Given request |
Nothing other than the lines from the one containing "35, row 130." through the close of the entries below should be printed, each exactly.

-- Begin Extracted records --

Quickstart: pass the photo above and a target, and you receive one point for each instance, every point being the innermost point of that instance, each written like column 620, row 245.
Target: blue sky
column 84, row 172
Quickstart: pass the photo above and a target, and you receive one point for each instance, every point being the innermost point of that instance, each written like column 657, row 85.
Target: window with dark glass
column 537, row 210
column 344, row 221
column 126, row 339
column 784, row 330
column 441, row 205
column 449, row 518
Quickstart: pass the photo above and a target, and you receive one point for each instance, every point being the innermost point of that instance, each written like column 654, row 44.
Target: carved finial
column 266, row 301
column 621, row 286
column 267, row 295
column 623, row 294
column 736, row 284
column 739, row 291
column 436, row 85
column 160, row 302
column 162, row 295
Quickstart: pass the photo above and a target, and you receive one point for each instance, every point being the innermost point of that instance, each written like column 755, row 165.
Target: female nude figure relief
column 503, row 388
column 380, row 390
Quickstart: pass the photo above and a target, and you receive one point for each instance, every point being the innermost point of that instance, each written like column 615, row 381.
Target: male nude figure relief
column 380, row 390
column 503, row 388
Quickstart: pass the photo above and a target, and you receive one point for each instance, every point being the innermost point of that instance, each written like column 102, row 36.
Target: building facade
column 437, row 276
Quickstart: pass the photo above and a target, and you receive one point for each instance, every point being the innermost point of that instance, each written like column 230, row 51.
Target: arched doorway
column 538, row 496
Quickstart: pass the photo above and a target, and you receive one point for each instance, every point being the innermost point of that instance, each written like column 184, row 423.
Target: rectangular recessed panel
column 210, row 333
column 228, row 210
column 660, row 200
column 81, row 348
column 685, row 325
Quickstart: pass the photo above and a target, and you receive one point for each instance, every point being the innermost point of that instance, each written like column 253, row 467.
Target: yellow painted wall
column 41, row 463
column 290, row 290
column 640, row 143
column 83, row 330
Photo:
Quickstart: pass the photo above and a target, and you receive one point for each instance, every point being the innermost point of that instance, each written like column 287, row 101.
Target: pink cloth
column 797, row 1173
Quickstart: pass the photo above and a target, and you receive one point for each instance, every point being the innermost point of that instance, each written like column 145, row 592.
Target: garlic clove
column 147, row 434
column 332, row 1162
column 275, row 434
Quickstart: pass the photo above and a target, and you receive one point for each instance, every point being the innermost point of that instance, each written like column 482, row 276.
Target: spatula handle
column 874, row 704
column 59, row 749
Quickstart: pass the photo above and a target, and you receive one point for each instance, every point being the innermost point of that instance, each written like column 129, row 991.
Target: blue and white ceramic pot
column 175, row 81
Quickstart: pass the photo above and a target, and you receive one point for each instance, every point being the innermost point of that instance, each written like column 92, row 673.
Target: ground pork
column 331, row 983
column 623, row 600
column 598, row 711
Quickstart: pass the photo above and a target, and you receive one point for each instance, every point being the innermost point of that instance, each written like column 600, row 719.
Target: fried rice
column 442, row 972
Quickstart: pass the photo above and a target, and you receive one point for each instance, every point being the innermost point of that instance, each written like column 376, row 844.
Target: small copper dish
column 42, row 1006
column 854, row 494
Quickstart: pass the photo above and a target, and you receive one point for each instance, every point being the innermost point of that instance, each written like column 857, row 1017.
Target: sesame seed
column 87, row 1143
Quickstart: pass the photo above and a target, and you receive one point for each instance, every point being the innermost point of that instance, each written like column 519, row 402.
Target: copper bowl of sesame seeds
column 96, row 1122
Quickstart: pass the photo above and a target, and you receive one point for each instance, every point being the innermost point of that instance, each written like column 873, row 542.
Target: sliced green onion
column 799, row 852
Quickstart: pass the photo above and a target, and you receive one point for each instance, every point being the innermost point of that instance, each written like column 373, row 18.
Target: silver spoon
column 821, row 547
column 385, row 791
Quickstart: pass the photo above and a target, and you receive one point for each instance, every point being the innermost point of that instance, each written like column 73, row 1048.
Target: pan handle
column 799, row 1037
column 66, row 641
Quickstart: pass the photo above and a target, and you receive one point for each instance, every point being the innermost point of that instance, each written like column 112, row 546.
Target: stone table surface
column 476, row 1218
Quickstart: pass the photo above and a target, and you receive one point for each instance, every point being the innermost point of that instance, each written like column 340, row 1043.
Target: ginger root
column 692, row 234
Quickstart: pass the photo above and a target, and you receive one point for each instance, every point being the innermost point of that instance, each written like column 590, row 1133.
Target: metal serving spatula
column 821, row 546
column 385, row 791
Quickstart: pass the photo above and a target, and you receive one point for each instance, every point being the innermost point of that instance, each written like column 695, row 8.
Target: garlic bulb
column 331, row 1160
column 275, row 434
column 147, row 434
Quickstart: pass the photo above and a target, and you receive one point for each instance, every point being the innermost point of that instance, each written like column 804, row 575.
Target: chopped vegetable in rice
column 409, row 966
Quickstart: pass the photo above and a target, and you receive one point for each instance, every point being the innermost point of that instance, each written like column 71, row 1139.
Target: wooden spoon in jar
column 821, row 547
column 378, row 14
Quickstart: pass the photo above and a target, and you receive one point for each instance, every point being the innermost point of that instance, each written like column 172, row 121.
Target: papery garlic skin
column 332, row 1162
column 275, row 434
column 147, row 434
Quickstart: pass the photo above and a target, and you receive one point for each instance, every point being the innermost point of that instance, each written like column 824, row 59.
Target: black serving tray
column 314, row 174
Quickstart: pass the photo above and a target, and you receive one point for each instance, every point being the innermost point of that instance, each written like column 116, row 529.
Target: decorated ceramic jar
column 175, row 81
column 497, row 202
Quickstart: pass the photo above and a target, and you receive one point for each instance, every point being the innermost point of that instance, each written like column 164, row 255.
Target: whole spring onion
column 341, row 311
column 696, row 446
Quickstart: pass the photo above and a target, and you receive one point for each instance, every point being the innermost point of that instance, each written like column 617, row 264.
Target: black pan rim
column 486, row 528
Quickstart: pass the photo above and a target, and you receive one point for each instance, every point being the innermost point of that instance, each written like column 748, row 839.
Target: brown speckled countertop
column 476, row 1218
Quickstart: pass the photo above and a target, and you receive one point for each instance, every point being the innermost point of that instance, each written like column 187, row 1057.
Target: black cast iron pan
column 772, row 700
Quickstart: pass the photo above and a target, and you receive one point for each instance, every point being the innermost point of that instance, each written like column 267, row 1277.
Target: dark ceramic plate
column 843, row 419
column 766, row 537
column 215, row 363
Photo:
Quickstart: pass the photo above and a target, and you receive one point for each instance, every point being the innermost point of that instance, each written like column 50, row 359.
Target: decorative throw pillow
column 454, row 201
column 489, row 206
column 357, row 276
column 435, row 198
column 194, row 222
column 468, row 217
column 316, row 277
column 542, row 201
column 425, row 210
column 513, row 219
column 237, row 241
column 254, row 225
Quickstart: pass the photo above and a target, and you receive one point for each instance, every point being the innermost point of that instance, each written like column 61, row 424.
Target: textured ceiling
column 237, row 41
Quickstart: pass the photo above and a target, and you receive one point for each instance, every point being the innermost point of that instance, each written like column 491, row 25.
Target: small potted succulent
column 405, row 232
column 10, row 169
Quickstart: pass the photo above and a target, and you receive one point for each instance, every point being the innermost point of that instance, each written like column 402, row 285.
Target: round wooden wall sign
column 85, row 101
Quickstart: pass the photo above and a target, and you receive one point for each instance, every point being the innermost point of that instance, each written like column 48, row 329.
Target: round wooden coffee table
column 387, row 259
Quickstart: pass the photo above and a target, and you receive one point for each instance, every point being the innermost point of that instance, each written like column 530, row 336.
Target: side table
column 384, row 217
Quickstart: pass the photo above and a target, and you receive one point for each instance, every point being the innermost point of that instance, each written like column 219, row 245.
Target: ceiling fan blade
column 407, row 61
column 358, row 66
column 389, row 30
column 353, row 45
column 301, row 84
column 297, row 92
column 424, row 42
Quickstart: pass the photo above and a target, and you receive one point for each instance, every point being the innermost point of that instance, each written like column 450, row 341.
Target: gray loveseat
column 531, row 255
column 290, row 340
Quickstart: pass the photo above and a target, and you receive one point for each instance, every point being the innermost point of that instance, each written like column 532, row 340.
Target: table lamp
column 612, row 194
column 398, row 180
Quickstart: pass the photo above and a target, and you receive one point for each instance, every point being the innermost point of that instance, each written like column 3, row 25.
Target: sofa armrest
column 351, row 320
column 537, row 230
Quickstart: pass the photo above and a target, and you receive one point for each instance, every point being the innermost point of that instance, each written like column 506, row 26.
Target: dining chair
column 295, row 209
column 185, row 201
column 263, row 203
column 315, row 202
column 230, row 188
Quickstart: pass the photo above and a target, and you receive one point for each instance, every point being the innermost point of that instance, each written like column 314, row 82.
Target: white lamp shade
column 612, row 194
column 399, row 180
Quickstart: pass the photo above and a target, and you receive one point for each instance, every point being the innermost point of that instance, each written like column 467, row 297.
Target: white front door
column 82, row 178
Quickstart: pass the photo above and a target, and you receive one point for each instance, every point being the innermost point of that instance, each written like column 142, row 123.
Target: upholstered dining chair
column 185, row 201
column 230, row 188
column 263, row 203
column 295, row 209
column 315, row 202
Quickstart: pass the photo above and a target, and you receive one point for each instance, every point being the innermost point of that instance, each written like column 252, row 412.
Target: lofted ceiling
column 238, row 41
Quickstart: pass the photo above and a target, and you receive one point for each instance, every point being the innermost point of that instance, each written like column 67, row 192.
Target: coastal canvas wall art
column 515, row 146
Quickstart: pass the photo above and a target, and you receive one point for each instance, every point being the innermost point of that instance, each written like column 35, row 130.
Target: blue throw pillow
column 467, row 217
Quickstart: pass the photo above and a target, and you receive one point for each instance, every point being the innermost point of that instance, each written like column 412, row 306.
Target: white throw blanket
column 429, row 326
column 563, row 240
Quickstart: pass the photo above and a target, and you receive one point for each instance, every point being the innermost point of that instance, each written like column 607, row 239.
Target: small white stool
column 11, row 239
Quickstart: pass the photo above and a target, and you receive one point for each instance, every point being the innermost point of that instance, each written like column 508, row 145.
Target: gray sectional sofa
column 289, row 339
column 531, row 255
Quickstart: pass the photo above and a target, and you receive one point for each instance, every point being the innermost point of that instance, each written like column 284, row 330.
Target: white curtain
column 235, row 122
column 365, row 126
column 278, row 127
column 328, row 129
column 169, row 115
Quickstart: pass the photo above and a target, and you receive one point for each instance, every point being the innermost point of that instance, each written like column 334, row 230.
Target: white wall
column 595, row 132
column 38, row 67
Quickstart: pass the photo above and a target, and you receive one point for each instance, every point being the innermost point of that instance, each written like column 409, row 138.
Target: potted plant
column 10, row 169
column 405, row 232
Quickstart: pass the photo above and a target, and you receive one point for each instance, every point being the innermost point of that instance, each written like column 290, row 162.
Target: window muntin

-- End Extracted records --

Worked answer |
Quickstart: pass the photo above and a target, and you receive one point for each instance, every point being the innermost point of that instance, each written like column 35, row 130.
Target: blue throw pillow
column 467, row 217
Quickstart: pass the photo above and a target, and you receive one point for each instance, every point being the innermost point of that instance, each written like column 412, row 306.
Target: white throw blanket
column 429, row 326
column 563, row 240
Quickstart: pass the photo above and a target, and you receive one point for each instance, every point being the innermost point of that instance, each written like column 607, row 239.
Target: small white stool
column 11, row 239
Quickstart: pass the photo above and a target, and you receive one point for each instance, every point being the innermost point of that instance, each written like column 508, row 145.
Target: gray sectional sofa
column 289, row 339
column 531, row 255
Quickstart: pass the photo above and a target, and you receive one point for each instance, every point being the innermost point of that instance, each written like column 284, row 330.
Target: white curtain
column 235, row 122
column 365, row 126
column 278, row 127
column 328, row 129
column 169, row 115
Quickstart: pass the photo above and a target, and you receive one point for each instance, every point being the innermost point of that instance, each written like column 334, row 230.
Target: white wall
column 595, row 132
column 38, row 67
Quickstart: pass the photo above and a target, and you receive one point for each instance, every point being the innermost point of that instance, each written like column 409, row 138.
Target: potted plant
column 10, row 169
column 405, row 232
Quickstart: pass the photo above and a target, and you receive one point for each instance, every point being the innermost point of that instance, each written like column 290, row 162.
Target: window muntin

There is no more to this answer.